Render every line of the entries below as a Markdown table with two columns, No. for the row number and Text for the line itself. Skip blank lines and omit the pictures.

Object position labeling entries

────────────────────

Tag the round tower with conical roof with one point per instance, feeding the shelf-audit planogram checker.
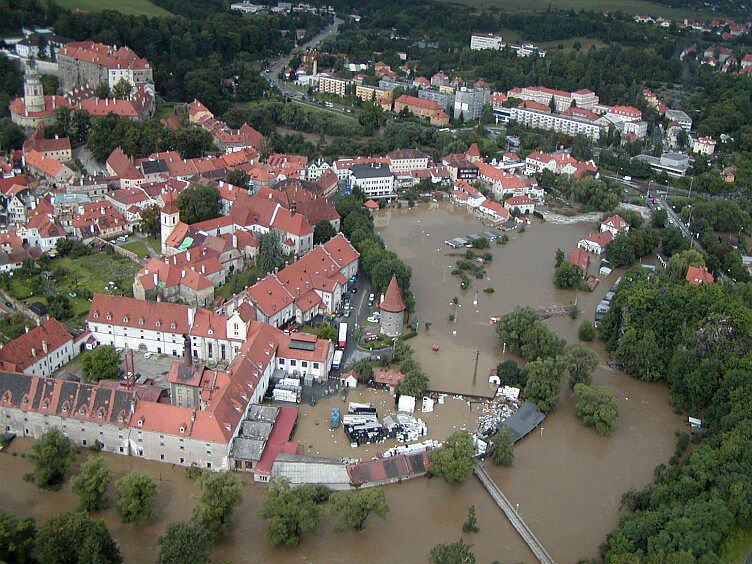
(169, 215)
(392, 310)
(33, 91)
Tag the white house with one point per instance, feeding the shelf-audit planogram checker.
(522, 204)
(615, 224)
(596, 243)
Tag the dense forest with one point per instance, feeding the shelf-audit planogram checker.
(698, 340)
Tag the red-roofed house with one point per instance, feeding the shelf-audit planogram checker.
(422, 108)
(392, 309)
(44, 167)
(40, 351)
(596, 243)
(615, 224)
(699, 275)
(580, 258)
(520, 204)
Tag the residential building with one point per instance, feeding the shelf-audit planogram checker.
(44, 167)
(699, 275)
(616, 225)
(407, 160)
(469, 103)
(443, 99)
(596, 243)
(585, 99)
(375, 179)
(673, 164)
(40, 351)
(333, 85)
(520, 204)
(57, 149)
(85, 63)
(422, 108)
(704, 146)
(480, 41)
(34, 108)
(372, 93)
(540, 116)
(681, 118)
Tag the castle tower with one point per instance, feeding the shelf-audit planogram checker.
(169, 216)
(33, 92)
(392, 310)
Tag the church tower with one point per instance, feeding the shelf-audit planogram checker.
(33, 92)
(169, 216)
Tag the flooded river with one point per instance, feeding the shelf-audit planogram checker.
(567, 480)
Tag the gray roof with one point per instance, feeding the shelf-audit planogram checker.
(371, 170)
(522, 421)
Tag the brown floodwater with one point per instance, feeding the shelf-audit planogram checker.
(567, 480)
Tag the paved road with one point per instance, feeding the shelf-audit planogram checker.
(277, 65)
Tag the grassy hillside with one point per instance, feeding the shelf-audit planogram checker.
(628, 6)
(129, 7)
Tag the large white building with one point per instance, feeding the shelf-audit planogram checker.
(567, 124)
(586, 99)
(40, 351)
(479, 41)
(375, 179)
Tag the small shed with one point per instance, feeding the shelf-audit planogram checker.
(348, 380)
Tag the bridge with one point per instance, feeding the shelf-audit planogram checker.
(524, 531)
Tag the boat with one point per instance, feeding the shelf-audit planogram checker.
(334, 417)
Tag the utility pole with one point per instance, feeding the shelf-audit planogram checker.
(475, 372)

────────────────────

* Exercise result
| No. | Text |
|---|---|
| 1 | Tag the round tower with conical roof with one point per instance, feeding the shelf-audit planogram checker. |
| 2 | (169, 215) |
| 3 | (392, 310) |
| 4 | (33, 91) |
| 5 | Tag the white house with one point per instance, feeding the shelf-audit planogram checker. |
| 6 | (522, 204) |
| 7 | (615, 224) |
| 8 | (596, 243) |
| 9 | Tag the dense forest with one point per instance, feeding the shelf-audit planogram checker. |
| 10 | (698, 340) |
| 11 | Tag the red-roofed house with one point per instance, feeding the shelf-audit planogram checker. |
| 12 | (422, 108) |
| 13 | (392, 309) |
| 14 | (44, 167) |
| 15 | (40, 351) |
| 16 | (596, 243) |
| 17 | (615, 224) |
| 18 | (699, 275) |
| 19 | (580, 258) |
| 20 | (520, 204) |
| 21 | Tag the residential building with one point per instance, feeding the shelf-audit planogram checker. |
| 22 | (44, 167) |
| 23 | (699, 275) |
| 24 | (616, 225) |
| 25 | (407, 160) |
| 26 | (469, 103) |
| 27 | (443, 99) |
| 28 | (596, 243) |
| 29 | (585, 99) |
| 30 | (375, 179) |
| 31 | (673, 164) |
| 32 | (40, 351) |
| 33 | (333, 85) |
| 34 | (520, 204) |
| 35 | (57, 149) |
| 36 | (85, 63) |
| 37 | (422, 108) |
| 38 | (704, 146) |
| 39 | (480, 41) |
| 40 | (34, 108) |
| 41 | (372, 93) |
| 42 | (540, 116) |
| 43 | (681, 118) |
| 44 | Tag the castle tower with one point per instance, feeding the shelf-audit planogram checker. |
| 45 | (169, 216) |
| 46 | (33, 92) |
| 47 | (392, 310) |
| 48 | Tag the church tower with one point per instance, feeding the shelf-audit planogram checker. |
| 49 | (33, 92) |
| 50 | (169, 216) |
| 51 | Tag the flooded river with one point per instance, feeding the shelf-audit planogram checker. |
| 52 | (567, 480) |
| 53 | Tag the gray roof with one point per instance, feeding the shelf-audit planogram checker. |
| 54 | (371, 170) |
| 55 | (522, 421) |
| 56 | Tag the brown floodwater with one point per instance, feeding the shelf-audit planogram checker. |
| 57 | (567, 480) |
| 58 | Tag the paved road with one point per instance, feeding the shelf-audit planogram checker. |
| 59 | (277, 65) |
| 60 | Tag the grassy hillside with one point per instance, feeding the shelf-audit planogram checker. |
| 61 | (628, 6) |
| 62 | (129, 7) |
| 63 | Tag the large white building with one point per instance, feeding the shelf-audit planogram checker. |
| 64 | (567, 124) |
| 65 | (586, 99) |
| 66 | (40, 351) |
| 67 | (479, 41) |
| 68 | (375, 179) |
| 69 | Tag the small shed with one point per instance, feeding the shelf-audit planogram checker. |
| 70 | (348, 380) |
| 71 | Tag the bridge with one point per instance, feeding the shelf-audit planogram checker. |
| 72 | (524, 531) |
| 73 | Tag the boat with one point per instance, feeding the shelf-audit planogram checker. |
| 74 | (334, 417) |
| 75 | Tag the utility pole with one point per instance, feeding the shelf-audit planogram checker. |
| 76 | (475, 372) |